### EXTRACTED INFORMATION
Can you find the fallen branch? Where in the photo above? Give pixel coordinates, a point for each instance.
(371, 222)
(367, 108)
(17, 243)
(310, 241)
######
▶ [THE TASK]: Go through the data and retype all of it exactly.

▶ [THE COMPLETED TASK]:
Can you find the fallen branch? Where in the photo above? Give pixel coordinates, a point for each instance.
(371, 222)
(367, 108)
(17, 243)
(310, 241)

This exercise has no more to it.